Copy every record below exactly.

===== Recorded information

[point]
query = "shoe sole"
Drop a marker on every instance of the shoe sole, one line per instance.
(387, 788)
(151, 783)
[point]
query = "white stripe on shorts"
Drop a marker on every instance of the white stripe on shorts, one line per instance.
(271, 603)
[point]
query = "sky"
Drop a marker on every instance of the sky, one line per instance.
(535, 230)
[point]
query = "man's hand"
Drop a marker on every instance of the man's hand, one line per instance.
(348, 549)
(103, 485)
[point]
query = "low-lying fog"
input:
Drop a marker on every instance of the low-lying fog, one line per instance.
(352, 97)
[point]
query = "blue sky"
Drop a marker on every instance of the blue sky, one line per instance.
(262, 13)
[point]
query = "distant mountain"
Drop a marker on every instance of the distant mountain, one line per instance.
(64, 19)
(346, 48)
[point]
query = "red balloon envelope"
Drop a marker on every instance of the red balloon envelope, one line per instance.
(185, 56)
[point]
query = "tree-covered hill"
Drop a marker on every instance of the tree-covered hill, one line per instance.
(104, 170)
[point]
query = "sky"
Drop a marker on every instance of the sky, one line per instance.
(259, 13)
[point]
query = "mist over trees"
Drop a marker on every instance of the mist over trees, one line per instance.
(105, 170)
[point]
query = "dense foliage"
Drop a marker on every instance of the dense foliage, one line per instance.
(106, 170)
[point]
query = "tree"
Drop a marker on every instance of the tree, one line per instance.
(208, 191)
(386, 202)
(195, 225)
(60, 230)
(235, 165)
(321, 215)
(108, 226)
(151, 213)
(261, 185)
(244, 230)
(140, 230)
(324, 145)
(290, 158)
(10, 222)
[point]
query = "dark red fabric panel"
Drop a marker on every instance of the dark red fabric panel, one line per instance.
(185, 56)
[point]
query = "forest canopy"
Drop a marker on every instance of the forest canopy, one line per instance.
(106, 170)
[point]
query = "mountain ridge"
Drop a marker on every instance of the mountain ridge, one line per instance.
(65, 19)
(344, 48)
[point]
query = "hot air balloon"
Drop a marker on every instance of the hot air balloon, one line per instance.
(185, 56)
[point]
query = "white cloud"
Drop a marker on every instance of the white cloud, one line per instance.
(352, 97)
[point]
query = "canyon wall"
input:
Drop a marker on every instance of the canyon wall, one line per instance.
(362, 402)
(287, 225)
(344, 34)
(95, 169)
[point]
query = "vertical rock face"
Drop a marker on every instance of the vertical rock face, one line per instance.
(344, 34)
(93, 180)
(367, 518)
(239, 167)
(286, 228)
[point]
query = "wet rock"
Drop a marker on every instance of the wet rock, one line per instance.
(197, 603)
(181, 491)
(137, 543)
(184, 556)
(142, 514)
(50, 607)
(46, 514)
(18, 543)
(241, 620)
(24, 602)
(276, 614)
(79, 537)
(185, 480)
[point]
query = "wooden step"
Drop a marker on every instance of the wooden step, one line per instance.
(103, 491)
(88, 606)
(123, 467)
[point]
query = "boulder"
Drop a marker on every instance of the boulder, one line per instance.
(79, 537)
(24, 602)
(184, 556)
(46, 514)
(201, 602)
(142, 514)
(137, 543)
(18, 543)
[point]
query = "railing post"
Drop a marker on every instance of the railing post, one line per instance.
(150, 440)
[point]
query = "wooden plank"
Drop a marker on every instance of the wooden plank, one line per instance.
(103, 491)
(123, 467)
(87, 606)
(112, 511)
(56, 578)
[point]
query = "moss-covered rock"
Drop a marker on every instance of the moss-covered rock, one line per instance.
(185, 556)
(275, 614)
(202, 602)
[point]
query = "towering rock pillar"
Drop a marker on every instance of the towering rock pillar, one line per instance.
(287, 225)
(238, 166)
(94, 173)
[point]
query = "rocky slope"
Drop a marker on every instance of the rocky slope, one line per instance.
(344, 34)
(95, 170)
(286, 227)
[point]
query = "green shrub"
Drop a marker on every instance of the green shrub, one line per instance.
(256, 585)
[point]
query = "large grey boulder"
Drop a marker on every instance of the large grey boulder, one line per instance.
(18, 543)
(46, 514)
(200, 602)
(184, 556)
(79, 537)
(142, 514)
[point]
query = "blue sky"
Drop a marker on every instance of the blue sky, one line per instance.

==========

Finished exercise>
[point]
query = "shoe sole"
Drop a marker on every instance of the shoe sole, one line per instance.
(387, 788)
(151, 783)
[point]
query = "white stripe on shorts"
Drop a marker on every instance of the white stripe on shorts, one line per instance.
(271, 603)
[point]
query = "sky"
Drop a marker on every instance of the sky, one line per instance.
(535, 230)
[point]
query = "man's hand"
Drop a marker on every instance of the man's hand, one line per instance.
(348, 549)
(103, 485)
[point]
query = "low-lying fog"
input:
Drop a marker on every instance of the low-lying fog, one line per instance.
(352, 97)
[point]
query = "blue sky"
Drop a marker on every instance of the blue sky, one line per instance.
(262, 13)
[point]
query = "distant mountain"
Drop a marker on every instance of the distant mountain, one line per instance.
(64, 19)
(346, 48)
[point]
query = "red balloon envelope"
Drop a marker on every instance of the red balloon envelope, one line per instance.
(185, 56)
[point]
query = "tree-covered hill"
Drop a marker on every instance of the tree-covered hill, one line per instance.
(104, 170)
[point]
query = "sky"
Drop a marker on every instance of the sky, one line per instance.
(259, 13)
[point]
query = "mist over trees"
Drop a marker on every instance of the mist over trees, one line per instance.
(105, 170)
[point]
query = "dense foliage"
Drop a marker on every instance of the dense foliage, one line per instance.
(106, 170)
[point]
query = "tree"
Drop a marker on every instance of the tree, one line per instance.
(208, 191)
(386, 202)
(195, 225)
(60, 230)
(235, 165)
(321, 215)
(108, 226)
(151, 213)
(261, 185)
(244, 230)
(140, 230)
(324, 145)
(290, 158)
(10, 222)
[point]
query = "dark red fabric panel"
Drop a marker on every instance of the dark red fabric panel, one line per instance.
(185, 56)
[point]
query = "forest canopy"
Drop a marker on every instance of the forest canopy, one line per instance.
(106, 170)
[point]
query = "mountain ridge"
Drop a marker on every instance of the mountain ridge, one line per instance.
(65, 19)
(344, 48)
[point]
query = "hot air balloon"
Drop a marker on every instance of the hot air balloon, one line per instance.
(185, 56)
[point]
query = "white cloud"
Drop a marker on every instance of the white cloud, one line per instance.
(352, 97)
[point]
query = "canyon wall"
input:
Drop a marker on every instance of the canyon wall, one line per instance.
(362, 402)
(287, 225)
(344, 34)
(95, 169)
[point]
query = "vertical rock face"
Drop a marker on every instance of the vertical rock face, one line per instance.
(344, 34)
(93, 180)
(367, 518)
(239, 167)
(286, 228)
[point]
query = "wet rock"
Drop a marker on every instance of the wet rock, one line per instance.
(197, 603)
(181, 491)
(137, 543)
(184, 556)
(142, 514)
(50, 607)
(46, 514)
(18, 543)
(241, 620)
(24, 602)
(276, 614)
(79, 537)
(185, 480)
[point]
query = "wooden step"
Drop a marker on every instance of the wooden step, one line per instance.
(103, 491)
(88, 606)
(123, 467)
[point]
query = "boulder"
Drop a marker on every instance of the boulder, one line per instance.
(79, 537)
(24, 602)
(184, 556)
(46, 514)
(201, 602)
(142, 514)
(137, 543)
(18, 543)
[point]
query = "railing post"
Drop a marker on every instance of the railing post, one line per instance.
(150, 440)
[point]
query = "wooden plank"
Drop a marker on every instance of the wooden plank, one line per instance.
(103, 491)
(123, 467)
(87, 606)
(112, 511)
(56, 578)
[point]
query = "moss-covered rock"
Drop a marker on every instance of the moss-covered rock, one line per instance.
(185, 556)
(275, 614)
(202, 602)
[point]
query = "towering rock pillar"
Drop a marker on every instance of the towering rock pillar, one line per instance.
(287, 225)
(238, 166)
(94, 173)
[point]
query = "rocky slope"
Drop a marker on every instance of the rocky slope, one line per instance.
(344, 34)
(95, 170)
(286, 227)
[point]
query = "green shrub"
Drop a marker on every instance of the green shrub, one line per instance.
(256, 585)
[point]
query = "large grey boulder"
Drop a marker on every instance of the large grey boulder, one line per instance.
(18, 543)
(46, 514)
(200, 602)
(184, 556)
(79, 537)
(142, 514)
[point]
query = "blue sky"
Drop a marker on every instance of the blue sky, one line per instance.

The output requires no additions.